-- Document --
########################################

One reason my main business is successful is because everyone else was doing the same thing and fighting over crumbs. 

Cgipson1,     "No.. I usually try to stick to realistic ideas!

I never asked you if you thought it was a good idea. I never asked anyone here on how to do it, or how to get into the house  (schwettlyens).  What I asked was if anyone had tried this or had success? I mentioned the agents were "bitchy" because I have experience in the RE business. Yes, it's a stereotype, because it's a generalization and well known fact most in the industry admit to. 

@Schwettlylens: You didn't even own the house? Of course you're not gonna get the code. I think you should read the original post to understand.


----------



## animotionphoto (Jun 29, 2012)

jamesbjenkins said:


> Well, good luck with that. Every single RE agent I've spoken to in my area is perfecting happy with their crap P&S shots for their MLS listings.  They have no comprehension or appreciation for the usefulness of pro REP for other applications like brochures, high-res slideshows, etc.. Kinda hard to break into the REP market when the market itself is non-existent.

########################################

-- Work to complete --
(a) In the forum thread, what date appears next to animotionphoto's name?
(b) Print the part of the forum thread between "One reason my" and "post to understand.", inclusive.

########################################

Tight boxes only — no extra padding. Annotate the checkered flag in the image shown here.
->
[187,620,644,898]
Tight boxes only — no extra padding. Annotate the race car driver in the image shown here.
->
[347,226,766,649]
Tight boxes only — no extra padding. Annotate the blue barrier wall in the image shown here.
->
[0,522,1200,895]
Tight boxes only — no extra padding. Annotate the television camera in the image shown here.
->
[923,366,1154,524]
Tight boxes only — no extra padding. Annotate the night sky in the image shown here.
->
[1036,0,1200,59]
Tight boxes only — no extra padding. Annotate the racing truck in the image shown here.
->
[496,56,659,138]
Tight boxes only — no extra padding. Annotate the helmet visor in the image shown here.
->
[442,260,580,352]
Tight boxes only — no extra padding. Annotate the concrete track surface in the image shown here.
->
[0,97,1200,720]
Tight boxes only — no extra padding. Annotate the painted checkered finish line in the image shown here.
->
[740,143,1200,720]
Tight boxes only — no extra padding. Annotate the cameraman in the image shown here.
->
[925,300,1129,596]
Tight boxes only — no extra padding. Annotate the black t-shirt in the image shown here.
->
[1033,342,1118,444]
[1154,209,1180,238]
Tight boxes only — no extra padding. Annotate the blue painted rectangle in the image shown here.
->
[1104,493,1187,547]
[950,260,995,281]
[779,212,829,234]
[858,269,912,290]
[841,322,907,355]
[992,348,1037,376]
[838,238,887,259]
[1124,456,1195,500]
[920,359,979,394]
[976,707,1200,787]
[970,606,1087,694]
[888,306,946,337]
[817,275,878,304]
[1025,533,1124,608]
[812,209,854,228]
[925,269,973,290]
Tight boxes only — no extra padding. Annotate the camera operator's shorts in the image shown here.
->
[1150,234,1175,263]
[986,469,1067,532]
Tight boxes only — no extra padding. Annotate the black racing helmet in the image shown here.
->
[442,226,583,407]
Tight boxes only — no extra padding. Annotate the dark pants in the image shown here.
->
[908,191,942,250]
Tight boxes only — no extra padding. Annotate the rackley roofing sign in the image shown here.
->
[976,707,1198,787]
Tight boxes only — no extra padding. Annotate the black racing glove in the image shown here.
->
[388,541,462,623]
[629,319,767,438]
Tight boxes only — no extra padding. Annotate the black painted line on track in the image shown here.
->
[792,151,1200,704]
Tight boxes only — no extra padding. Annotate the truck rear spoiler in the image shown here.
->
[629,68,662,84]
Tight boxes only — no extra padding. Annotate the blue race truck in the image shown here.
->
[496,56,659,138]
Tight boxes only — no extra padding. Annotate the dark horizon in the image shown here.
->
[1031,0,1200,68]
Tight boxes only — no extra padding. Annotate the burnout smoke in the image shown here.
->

########################################

-- Solution list --
(a) Jun 29, 2012

(b)
One reason my main business is successful is because everyone else was doing the same thing and fighting over crumbs. 

Cgipson1,     "No.. I usually try to stick to realistic ideas!

I never asked you if you thought it was a good idea. I never asked anyone here on how to do it, or how to get into the house  (schwettlyens).  What I asked was if anyone had tried this or had success? I mentioned the agents were "bitchy" because I have experience in the RE business. Yes, it's a stereotype, because it's a generalization and well known fact most in the industry admit to. 

@Schwettlylens: You didn't even own the house? Of course you're not gonna get the code. I think you should read the original post to understand.